Recast the stretch of the rows that opens with the line containing "Detect tree trunk." and closes with the line containing "[858, 447, 1040, 569]" as a Markdown table with the columns Number and Text, numbering each line in order and omitting blank lines.

◇ ◇ ◇ ◇ ◇

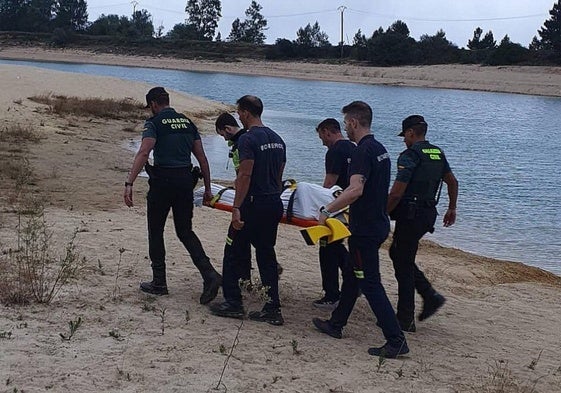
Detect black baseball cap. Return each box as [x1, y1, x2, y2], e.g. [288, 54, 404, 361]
[145, 87, 169, 108]
[397, 115, 428, 136]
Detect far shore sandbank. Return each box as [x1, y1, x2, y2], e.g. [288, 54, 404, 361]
[0, 47, 561, 97]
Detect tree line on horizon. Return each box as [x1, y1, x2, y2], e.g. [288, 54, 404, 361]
[0, 0, 561, 66]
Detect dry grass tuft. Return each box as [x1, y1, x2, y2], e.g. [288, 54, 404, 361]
[29, 94, 146, 119]
[0, 124, 41, 145]
[0, 200, 86, 305]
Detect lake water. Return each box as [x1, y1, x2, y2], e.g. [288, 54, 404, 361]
[0, 60, 561, 274]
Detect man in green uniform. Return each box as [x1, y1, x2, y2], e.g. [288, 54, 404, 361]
[388, 115, 458, 332]
[124, 87, 222, 304]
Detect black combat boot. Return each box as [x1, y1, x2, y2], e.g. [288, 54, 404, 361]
[140, 268, 168, 296]
[193, 255, 222, 304]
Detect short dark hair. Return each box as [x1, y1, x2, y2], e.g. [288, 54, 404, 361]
[214, 112, 239, 132]
[236, 95, 263, 117]
[316, 117, 341, 134]
[341, 101, 372, 127]
[410, 124, 428, 136]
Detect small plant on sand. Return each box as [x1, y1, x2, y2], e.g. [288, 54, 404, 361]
[59, 317, 82, 341]
[376, 351, 386, 372]
[160, 308, 166, 336]
[528, 349, 543, 370]
[290, 339, 302, 355]
[471, 360, 539, 393]
[0, 201, 85, 304]
[109, 328, 125, 341]
[29, 94, 146, 119]
[238, 278, 271, 302]
[213, 321, 243, 390]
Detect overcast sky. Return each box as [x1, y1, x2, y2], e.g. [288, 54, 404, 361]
[87, 0, 555, 47]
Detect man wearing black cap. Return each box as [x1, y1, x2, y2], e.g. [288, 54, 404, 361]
[312, 118, 355, 311]
[388, 115, 458, 332]
[124, 87, 222, 304]
[210, 95, 286, 326]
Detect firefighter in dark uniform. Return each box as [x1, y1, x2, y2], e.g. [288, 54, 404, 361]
[312, 101, 409, 358]
[210, 95, 286, 325]
[215, 113, 251, 282]
[388, 115, 458, 332]
[215, 113, 282, 291]
[124, 87, 222, 304]
[312, 118, 355, 311]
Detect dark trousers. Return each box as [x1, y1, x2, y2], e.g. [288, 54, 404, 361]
[146, 173, 214, 284]
[319, 238, 349, 302]
[222, 195, 283, 310]
[330, 236, 405, 345]
[390, 207, 437, 325]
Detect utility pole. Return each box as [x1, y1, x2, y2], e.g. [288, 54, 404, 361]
[337, 5, 347, 59]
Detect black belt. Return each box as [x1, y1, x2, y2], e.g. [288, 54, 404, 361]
[245, 194, 281, 203]
[144, 164, 193, 179]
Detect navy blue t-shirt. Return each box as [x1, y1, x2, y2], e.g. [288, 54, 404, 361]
[142, 107, 201, 168]
[238, 127, 286, 196]
[325, 139, 355, 189]
[349, 134, 391, 238]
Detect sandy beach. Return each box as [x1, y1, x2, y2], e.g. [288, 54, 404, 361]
[0, 52, 561, 393]
[0, 47, 561, 97]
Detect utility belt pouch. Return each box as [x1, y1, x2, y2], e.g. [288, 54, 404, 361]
[144, 163, 157, 179]
[390, 200, 417, 221]
[407, 201, 417, 220]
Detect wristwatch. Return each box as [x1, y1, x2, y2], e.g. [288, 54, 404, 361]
[319, 206, 335, 218]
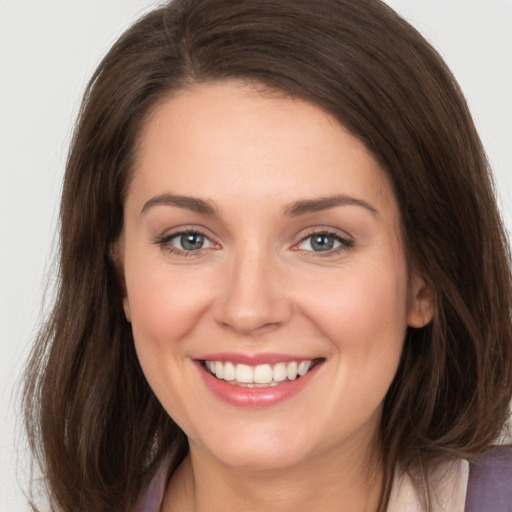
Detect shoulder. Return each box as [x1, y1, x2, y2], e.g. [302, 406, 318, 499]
[388, 459, 470, 512]
[465, 445, 512, 512]
[135, 465, 167, 512]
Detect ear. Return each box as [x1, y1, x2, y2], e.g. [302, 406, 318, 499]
[110, 234, 132, 322]
[407, 274, 435, 328]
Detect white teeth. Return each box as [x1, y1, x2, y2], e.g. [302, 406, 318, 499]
[254, 364, 272, 384]
[223, 361, 236, 380]
[286, 361, 297, 380]
[272, 363, 287, 382]
[297, 361, 311, 377]
[205, 360, 313, 387]
[215, 361, 224, 379]
[235, 364, 254, 383]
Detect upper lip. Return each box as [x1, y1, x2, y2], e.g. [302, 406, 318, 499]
[194, 352, 320, 366]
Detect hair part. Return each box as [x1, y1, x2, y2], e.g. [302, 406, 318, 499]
[24, 0, 512, 512]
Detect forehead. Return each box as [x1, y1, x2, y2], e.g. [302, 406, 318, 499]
[129, 82, 394, 214]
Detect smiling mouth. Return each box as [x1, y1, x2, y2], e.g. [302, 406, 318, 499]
[202, 358, 324, 388]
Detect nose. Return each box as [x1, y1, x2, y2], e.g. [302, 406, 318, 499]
[214, 249, 293, 335]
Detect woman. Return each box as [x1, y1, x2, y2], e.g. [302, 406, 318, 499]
[25, 0, 512, 512]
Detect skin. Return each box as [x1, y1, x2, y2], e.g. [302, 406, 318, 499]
[119, 82, 432, 511]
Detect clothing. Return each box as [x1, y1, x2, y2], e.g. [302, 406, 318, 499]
[137, 446, 512, 512]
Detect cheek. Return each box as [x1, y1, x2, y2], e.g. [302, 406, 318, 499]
[303, 265, 407, 350]
[126, 255, 215, 345]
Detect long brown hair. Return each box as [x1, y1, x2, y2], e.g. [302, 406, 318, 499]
[24, 0, 512, 512]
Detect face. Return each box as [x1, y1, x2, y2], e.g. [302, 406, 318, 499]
[120, 83, 429, 468]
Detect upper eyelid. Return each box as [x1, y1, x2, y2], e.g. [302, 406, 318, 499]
[154, 226, 354, 246]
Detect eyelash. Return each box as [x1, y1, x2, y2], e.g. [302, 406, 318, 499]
[154, 228, 354, 258]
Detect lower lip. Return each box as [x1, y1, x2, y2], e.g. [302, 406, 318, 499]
[197, 362, 322, 408]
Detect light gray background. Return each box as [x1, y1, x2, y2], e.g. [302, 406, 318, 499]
[0, 0, 512, 512]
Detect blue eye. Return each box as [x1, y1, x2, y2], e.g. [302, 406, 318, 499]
[299, 233, 352, 252]
[157, 231, 212, 254]
[176, 233, 207, 251]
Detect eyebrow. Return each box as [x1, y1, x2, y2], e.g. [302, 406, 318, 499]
[140, 194, 219, 215]
[283, 194, 379, 217]
[140, 194, 379, 217]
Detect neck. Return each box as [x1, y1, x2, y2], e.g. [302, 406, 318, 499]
[162, 438, 383, 512]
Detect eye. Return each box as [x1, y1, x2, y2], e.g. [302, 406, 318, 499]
[299, 232, 353, 252]
[156, 231, 213, 255]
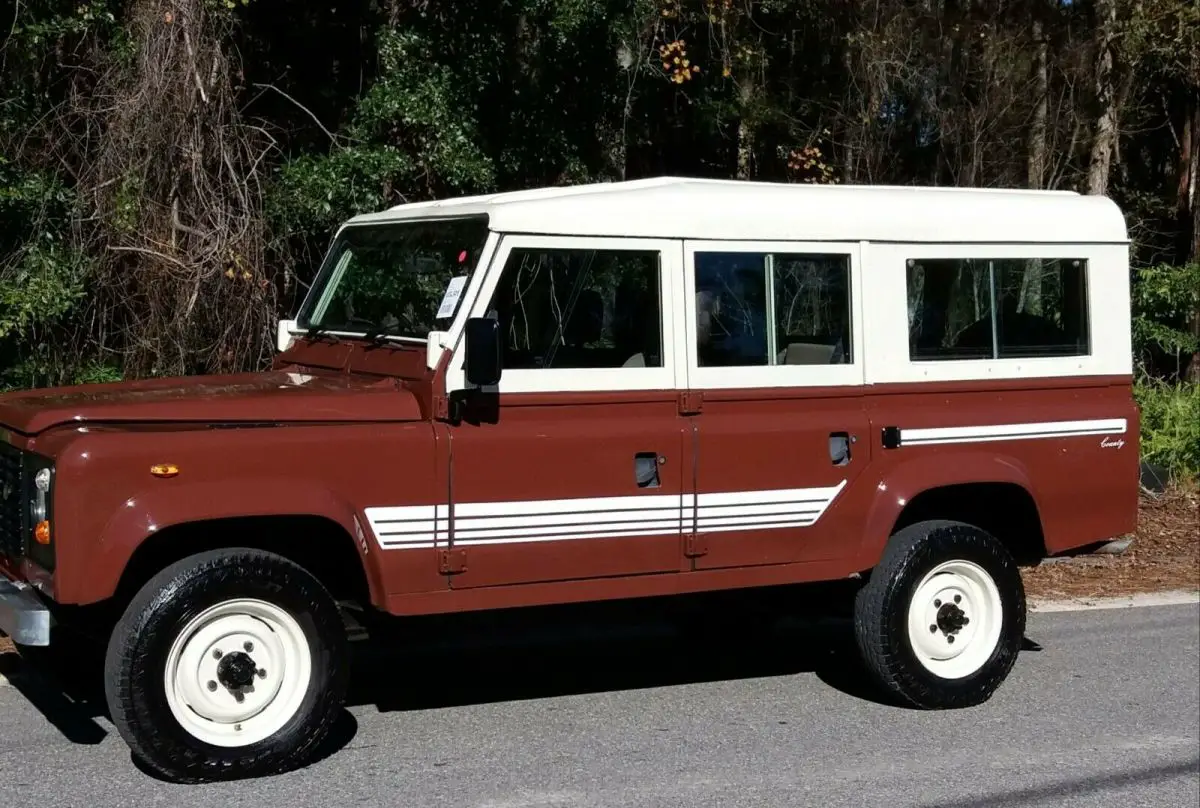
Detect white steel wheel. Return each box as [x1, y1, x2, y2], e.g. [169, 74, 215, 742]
[163, 598, 312, 747]
[907, 559, 1004, 680]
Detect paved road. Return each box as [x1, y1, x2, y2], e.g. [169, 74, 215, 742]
[0, 595, 1200, 808]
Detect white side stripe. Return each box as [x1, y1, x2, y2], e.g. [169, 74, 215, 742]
[366, 480, 846, 550]
[900, 418, 1127, 448]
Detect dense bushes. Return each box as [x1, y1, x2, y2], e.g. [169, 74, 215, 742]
[0, 0, 1200, 468]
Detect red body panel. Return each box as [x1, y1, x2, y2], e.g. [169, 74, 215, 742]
[450, 393, 692, 589]
[695, 389, 871, 569]
[0, 343, 1138, 614]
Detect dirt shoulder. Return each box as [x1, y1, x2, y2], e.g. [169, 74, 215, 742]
[0, 486, 1200, 654]
[1025, 486, 1200, 600]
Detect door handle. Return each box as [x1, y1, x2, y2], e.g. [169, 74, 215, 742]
[634, 451, 667, 489]
[829, 432, 854, 466]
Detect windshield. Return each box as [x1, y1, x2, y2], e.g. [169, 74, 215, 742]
[298, 217, 487, 340]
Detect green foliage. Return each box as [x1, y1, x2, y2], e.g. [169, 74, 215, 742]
[266, 145, 413, 238]
[1134, 378, 1200, 478]
[0, 238, 88, 339]
[1132, 263, 1200, 355]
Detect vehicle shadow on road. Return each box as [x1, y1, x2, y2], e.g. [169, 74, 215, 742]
[349, 585, 916, 712]
[0, 585, 1042, 779]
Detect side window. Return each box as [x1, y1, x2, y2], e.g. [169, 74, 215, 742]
[695, 252, 853, 367]
[907, 258, 1090, 360]
[488, 247, 662, 370]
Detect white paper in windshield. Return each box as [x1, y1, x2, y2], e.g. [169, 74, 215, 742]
[437, 275, 467, 319]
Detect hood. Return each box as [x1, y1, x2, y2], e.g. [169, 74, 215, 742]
[0, 371, 421, 435]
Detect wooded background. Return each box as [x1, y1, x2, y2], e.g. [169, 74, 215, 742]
[0, 0, 1200, 467]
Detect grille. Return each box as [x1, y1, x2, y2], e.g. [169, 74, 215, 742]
[0, 444, 25, 559]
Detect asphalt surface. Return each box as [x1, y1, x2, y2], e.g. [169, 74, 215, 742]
[0, 595, 1200, 808]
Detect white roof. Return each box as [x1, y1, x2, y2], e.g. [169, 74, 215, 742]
[350, 176, 1128, 244]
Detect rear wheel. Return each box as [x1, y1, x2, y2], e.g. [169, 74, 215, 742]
[104, 550, 347, 782]
[854, 521, 1026, 708]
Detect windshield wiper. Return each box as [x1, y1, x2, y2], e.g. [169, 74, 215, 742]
[302, 325, 342, 345]
[346, 317, 390, 346]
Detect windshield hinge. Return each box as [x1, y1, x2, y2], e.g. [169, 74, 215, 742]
[679, 390, 704, 415]
[433, 395, 450, 421]
[438, 550, 467, 575]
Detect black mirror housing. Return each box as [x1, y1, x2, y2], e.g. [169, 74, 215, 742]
[463, 317, 500, 387]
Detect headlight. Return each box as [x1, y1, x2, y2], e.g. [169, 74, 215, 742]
[25, 454, 56, 571]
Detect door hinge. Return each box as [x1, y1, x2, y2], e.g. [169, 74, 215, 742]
[679, 390, 704, 415]
[684, 533, 708, 558]
[438, 550, 467, 575]
[433, 395, 450, 421]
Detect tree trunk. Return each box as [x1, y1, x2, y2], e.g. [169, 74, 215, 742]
[1178, 86, 1200, 384]
[1027, 19, 1050, 188]
[1087, 0, 1117, 194]
[737, 68, 755, 180]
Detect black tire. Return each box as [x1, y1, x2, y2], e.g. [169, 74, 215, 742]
[104, 549, 348, 783]
[854, 521, 1026, 710]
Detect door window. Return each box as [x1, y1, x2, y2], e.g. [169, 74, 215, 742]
[487, 246, 664, 373]
[694, 251, 853, 367]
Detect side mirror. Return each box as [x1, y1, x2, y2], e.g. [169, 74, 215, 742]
[463, 317, 500, 387]
[275, 319, 296, 353]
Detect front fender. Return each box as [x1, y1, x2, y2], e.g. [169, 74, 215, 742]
[58, 477, 385, 605]
[858, 447, 1040, 569]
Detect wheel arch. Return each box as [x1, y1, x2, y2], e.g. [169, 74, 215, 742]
[58, 478, 386, 606]
[112, 513, 374, 605]
[862, 454, 1046, 569]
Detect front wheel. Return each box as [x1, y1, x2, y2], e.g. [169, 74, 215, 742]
[854, 521, 1026, 708]
[104, 549, 347, 782]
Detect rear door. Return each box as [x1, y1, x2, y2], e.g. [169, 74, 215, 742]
[449, 237, 692, 588]
[684, 241, 871, 569]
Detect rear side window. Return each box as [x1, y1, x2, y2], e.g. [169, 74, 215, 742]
[488, 247, 662, 370]
[907, 258, 1090, 360]
[695, 252, 853, 367]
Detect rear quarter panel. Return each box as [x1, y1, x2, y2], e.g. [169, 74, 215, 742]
[862, 377, 1139, 565]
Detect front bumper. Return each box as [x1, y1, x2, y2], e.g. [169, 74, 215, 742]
[0, 574, 50, 646]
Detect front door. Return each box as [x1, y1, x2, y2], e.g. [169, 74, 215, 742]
[684, 241, 871, 569]
[449, 237, 692, 588]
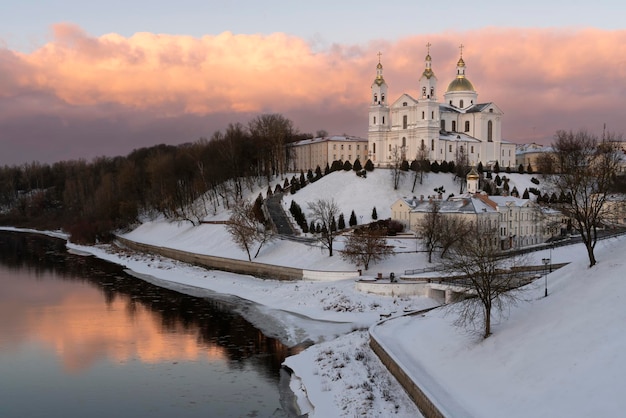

◇ ◇ ◇ ◇ ◇

* Exercise output
| Number | Text |
|---|---|
| 1 | Detect tree trunk. Return each box as [x1, y1, x2, y2], e.g. [169, 74, 215, 742] |
| 2 | [1178, 86, 1200, 384] |
| 3 | [1027, 19, 1050, 188] |
| 4 | [1087, 0, 1117, 194] |
| 5 | [737, 68, 755, 180] |
| 6 | Detect black tire. Return each box as [x1, y1, x2, y2], e.g. [169, 74, 215, 742] |
| 7 | [104, 549, 348, 783] |
| 8 | [854, 521, 1026, 710] |
| 9 | Detect door window. Return each box as [x1, y1, x2, y2], e.g. [169, 74, 215, 742] |
| 10 | [487, 246, 664, 373] |
| 11 | [694, 251, 853, 367] |
| 12 | Detect side mirror. Return each box as [x1, y1, x2, y2], e.g. [169, 74, 215, 742] |
| 13 | [463, 317, 500, 387] |
| 14 | [275, 319, 296, 353] |
| 15 | Detect front fender. Return each box as [x1, y1, x2, y2], e.g. [169, 74, 215, 742] |
| 16 | [58, 477, 385, 605] |
| 17 | [858, 447, 1040, 569] |